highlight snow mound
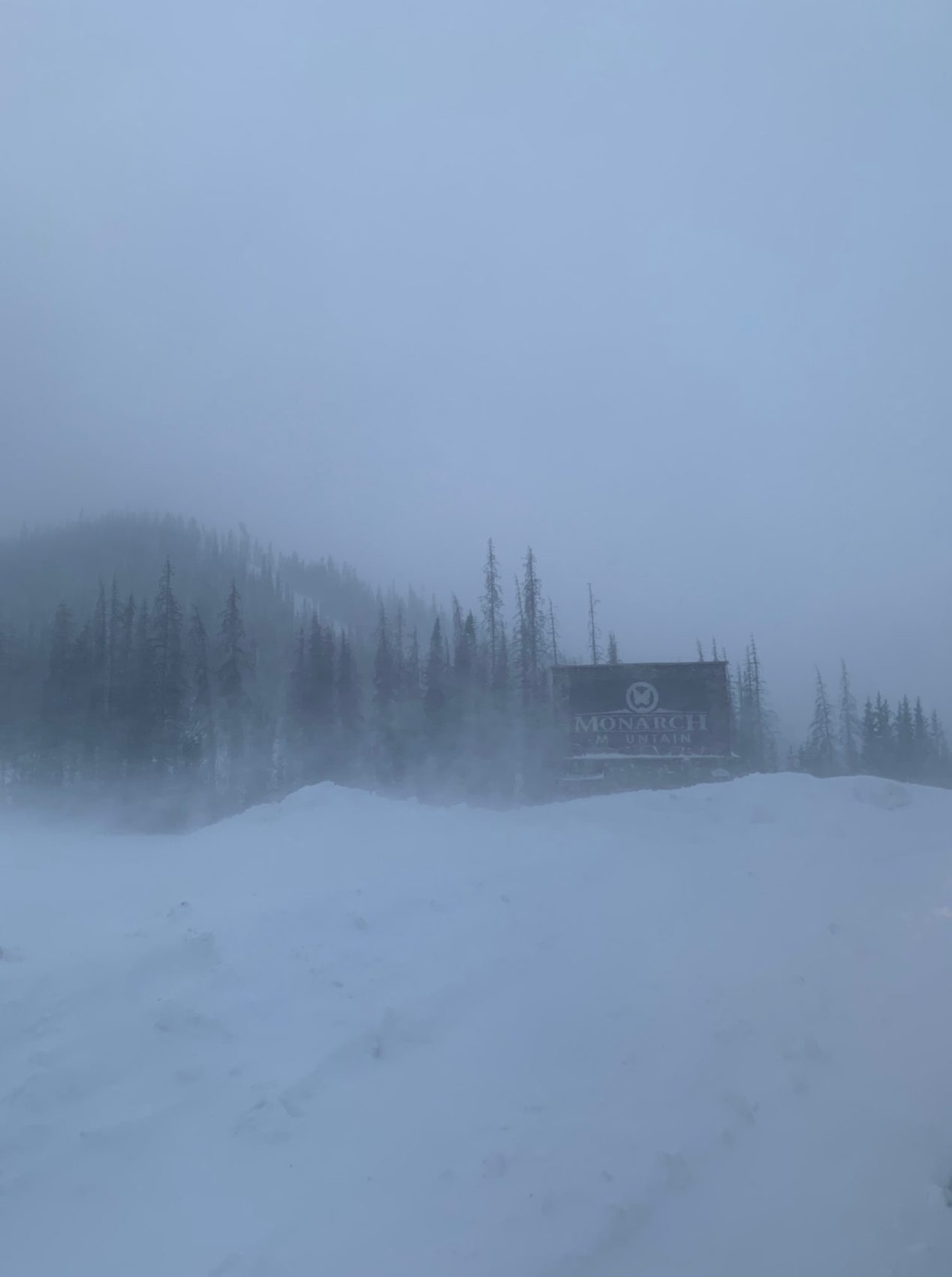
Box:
[0,777,952,1277]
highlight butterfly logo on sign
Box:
[625,682,658,714]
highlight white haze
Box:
[0,0,952,735]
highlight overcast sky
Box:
[0,0,952,726]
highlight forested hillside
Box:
[0,515,952,823]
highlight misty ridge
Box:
[0,515,952,828]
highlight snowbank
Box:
[0,777,952,1277]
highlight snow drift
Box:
[0,777,952,1277]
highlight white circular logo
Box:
[625,684,658,714]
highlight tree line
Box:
[0,513,952,814]
[788,662,952,786]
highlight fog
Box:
[0,0,952,726]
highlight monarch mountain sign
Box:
[553,660,730,760]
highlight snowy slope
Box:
[0,777,952,1277]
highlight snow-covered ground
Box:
[0,777,952,1277]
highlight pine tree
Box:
[423,617,447,733]
[89,581,110,743]
[839,660,860,777]
[803,669,836,777]
[152,560,188,766]
[549,599,560,666]
[129,600,157,765]
[184,608,215,783]
[337,632,363,777]
[374,604,397,719]
[218,581,246,714]
[480,538,503,686]
[589,581,601,666]
[860,697,879,775]
[106,573,122,717]
[518,547,546,705]
[912,696,930,780]
[406,626,421,700]
[892,696,916,780]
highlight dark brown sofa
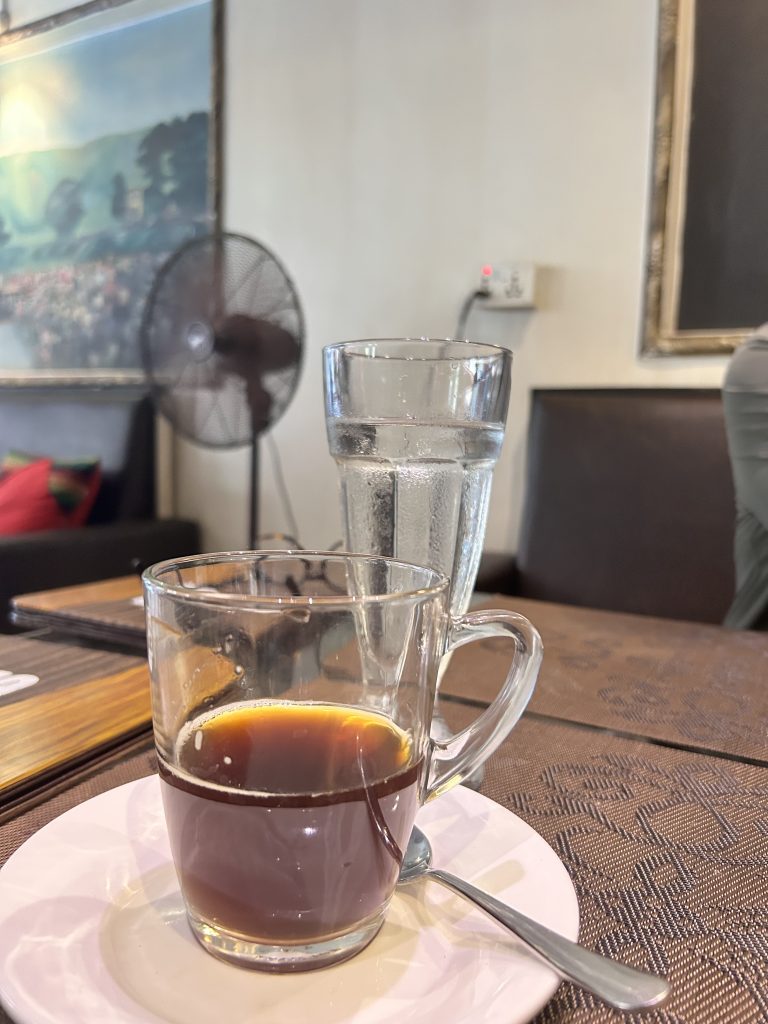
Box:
[477,388,735,623]
[0,386,201,632]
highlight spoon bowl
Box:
[399,825,670,1010]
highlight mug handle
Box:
[424,608,543,801]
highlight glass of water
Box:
[324,338,512,712]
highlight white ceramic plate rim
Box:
[0,776,579,1024]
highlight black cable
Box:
[266,433,299,537]
[454,289,487,341]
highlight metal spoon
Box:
[400,825,670,1010]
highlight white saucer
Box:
[0,776,579,1024]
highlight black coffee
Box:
[160,702,421,945]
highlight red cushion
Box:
[0,459,70,536]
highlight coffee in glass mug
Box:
[143,551,541,972]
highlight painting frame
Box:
[0,0,226,388]
[640,0,765,356]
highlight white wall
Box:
[180,0,724,547]
[11,0,725,548]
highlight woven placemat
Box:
[444,703,768,1024]
[442,598,768,764]
[6,703,768,1024]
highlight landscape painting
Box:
[0,0,218,383]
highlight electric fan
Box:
[139,232,304,547]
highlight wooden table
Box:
[11,575,146,651]
[0,634,152,810]
[0,599,768,1024]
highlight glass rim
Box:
[141,548,451,608]
[323,337,512,362]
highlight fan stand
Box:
[248,430,259,551]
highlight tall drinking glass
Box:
[324,339,512,616]
[324,338,512,753]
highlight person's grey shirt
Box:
[723,324,768,630]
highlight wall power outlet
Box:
[480,263,536,309]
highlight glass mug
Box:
[143,551,542,972]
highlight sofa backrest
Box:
[516,388,735,623]
[0,385,155,523]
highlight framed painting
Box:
[0,0,224,386]
[642,0,768,355]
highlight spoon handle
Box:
[428,867,670,1010]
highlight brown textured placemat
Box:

* **Job**:
Render every line above as a JSON list of strings, one string per line, skipping any blank lines. Leave the pictures out.

* **Written answer**:
[
  "highlight snow mound",
  "Box:",
  "[0,777,952,1277]",
  "highlight butterfly logo on sign",
  "Box:",
  "[625,682,658,714]",
  "highlight white haze",
  "Box:",
  "[0,0,952,735]",
  "highlight overcast sky",
  "Box:",
  "[0,0,952,726]",
  "highlight forested hillside",
  "Box:",
  "[0,515,952,823]",
  "highlight misty ridge",
  "Box:",
  "[0,515,952,828]",
  "highlight snowbank",
  "Box:",
  "[0,777,952,1277]",
  "highlight snow drift",
  "Box:",
  "[0,777,952,1277]",
  "highlight white circular logo",
  "Box:",
  "[625,684,658,714]",
  "highlight tree line",
  "Box:",
  "[0,513,952,814]",
  "[788,662,952,786]",
  "highlight fog",
  "Box:",
  "[0,0,952,726]",
  "highlight monarch mountain sign",
  "Box:",
  "[553,660,730,760]",
  "highlight snowy slope",
  "Box:",
  "[0,777,952,1277]",
  "highlight snow-covered ground",
  "Box:",
  "[0,777,952,1277]",
  "highlight pine tree",
  "Box:",
  "[423,617,447,733]",
  "[89,581,110,743]",
  "[839,660,860,777]",
  "[803,669,836,777]",
  "[152,560,188,766]",
  "[549,599,560,666]",
  "[129,600,157,765]",
  "[184,608,215,783]",
  "[337,632,363,777]",
  "[374,604,397,719]",
  "[218,581,246,714]",
  "[480,538,503,686]",
  "[589,581,601,666]",
  "[860,697,879,775]",
  "[106,573,122,717]",
  "[518,547,546,705]",
  "[912,696,930,780]",
  "[406,626,421,700]",
  "[892,696,916,780]",
  "highlight dark brown sofa",
  "Box:",
  "[477,388,735,623]",
  "[0,386,201,632]",
  "highlight spoon bowl",
  "Box:",
  "[399,825,670,1010]",
  "highlight mug handle",
  "Box:",
  "[424,608,543,801]",
  "highlight glass of water",
  "Box:",
  "[324,338,512,712]",
  "highlight white ceramic plate rim",
  "Box:",
  "[0,776,579,1024]",
  "highlight black cable",
  "Box:",
  "[266,433,299,537]",
  "[454,289,487,341]",
  "highlight metal spoon",
  "Box:",
  "[400,825,670,1010]",
  "highlight white saucer",
  "Box:",
  "[0,776,579,1024]",
  "highlight black coffee",
  "Box:",
  "[160,702,421,945]",
  "highlight red cushion",
  "Box:",
  "[0,459,70,536]",
  "highlight coffee in glass mug",
  "Box:",
  "[143,551,541,972]",
  "highlight painting frame",
  "Box:",
  "[0,0,226,388]",
  "[640,0,765,356]",
  "highlight white wall",
  "Box:",
  "[180,0,724,547]",
  "[11,0,725,548]",
  "highlight woven placemat",
  "Box:",
  "[444,703,768,1024]",
  "[442,598,768,764]",
  "[6,703,768,1024]",
  "highlight landscape painting",
  "Box:",
  "[0,0,218,383]",
  "highlight electric fan",
  "Box:",
  "[139,232,304,547]",
  "highlight wooden table",
  "Box:",
  "[11,575,146,651]",
  "[0,634,152,810]",
  "[0,599,768,1024]",
  "highlight glass rim",
  "Box:",
  "[141,548,451,608]",
  "[323,337,512,362]",
  "highlight fan stand",
  "Box:",
  "[248,430,259,551]",
  "highlight tall drinking glass",
  "Box:",
  "[324,339,512,616]",
  "[324,338,512,753]",
  "highlight person's grey shirt",
  "Box:",
  "[723,324,768,630]",
  "highlight wall power outlet",
  "Box:",
  "[480,263,536,309]",
  "highlight glass mug",
  "Box:",
  "[143,551,542,972]",
  "highlight sofa backrest",
  "Box:",
  "[516,388,735,623]",
  "[0,385,155,523]",
  "highlight framed painting",
  "Box:",
  "[0,0,224,386]",
  "[642,0,768,355]",
  "highlight spoon handle",
  "Box:",
  "[428,867,670,1010]",
  "highlight brown textured placemat",
  "Box:"
]